**LISTED RECORDS**:
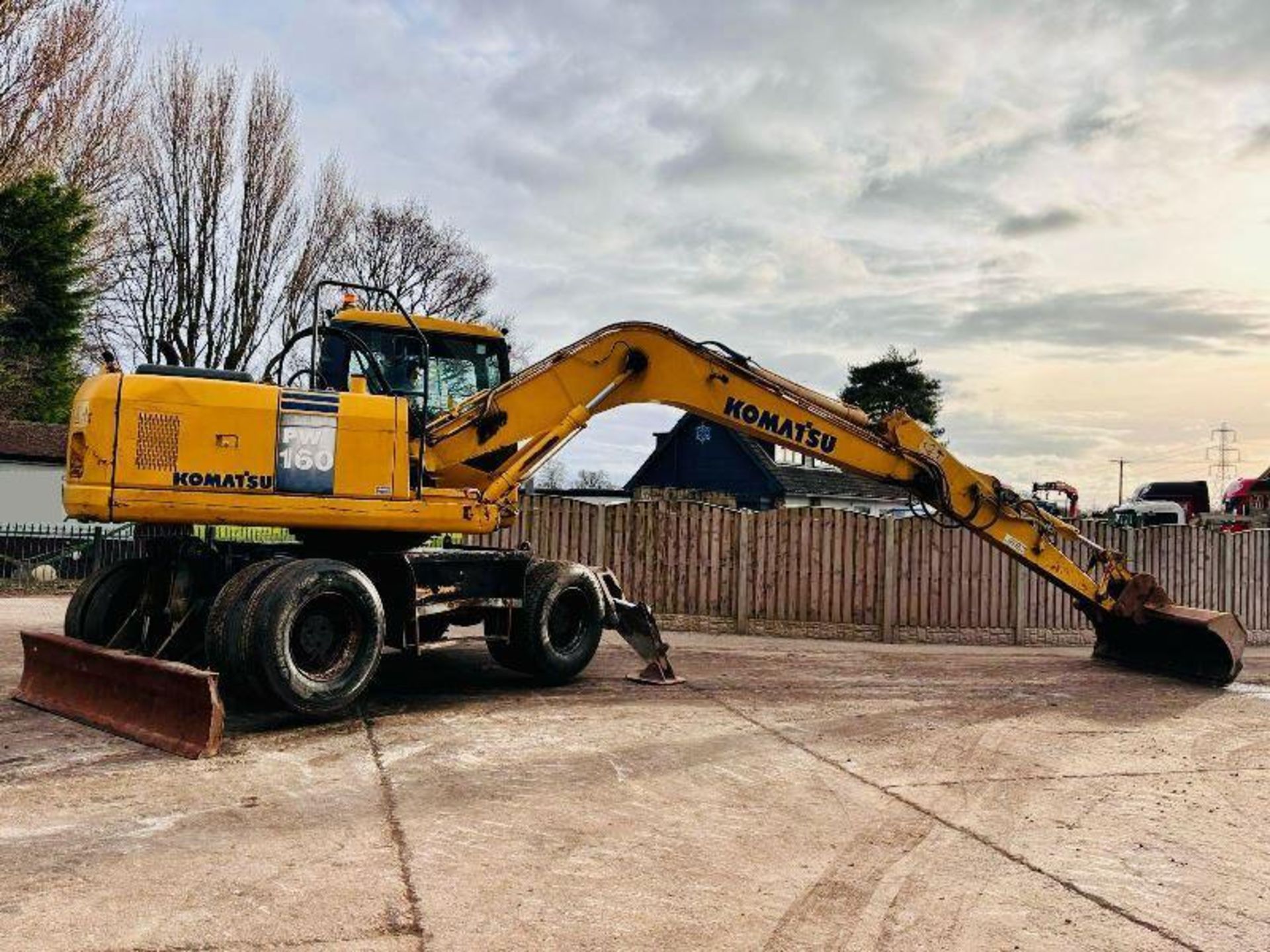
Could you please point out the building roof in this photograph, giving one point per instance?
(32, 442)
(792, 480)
...
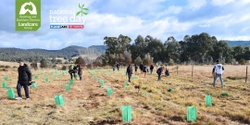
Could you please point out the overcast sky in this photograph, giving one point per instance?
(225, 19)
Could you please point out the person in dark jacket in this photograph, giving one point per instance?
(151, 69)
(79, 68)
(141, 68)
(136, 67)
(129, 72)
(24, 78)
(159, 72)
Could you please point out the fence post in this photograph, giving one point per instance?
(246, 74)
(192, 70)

**AIM OF THE EXERCISE**:
Find each line in the listing above that contains the word "photograph" and copy those lines out in full.

**ANSWER TO THE PROBLEM**:
Could you please point out the building roof in this photograph, giving one point per instance?
Could you please point out the overcast sky in this photograph, giving one point per instance?
Could you please point out the person in dark jacket in this photograph, giving one point per instance?
Could you please point out the fence post in this photograph, giving one point per instance?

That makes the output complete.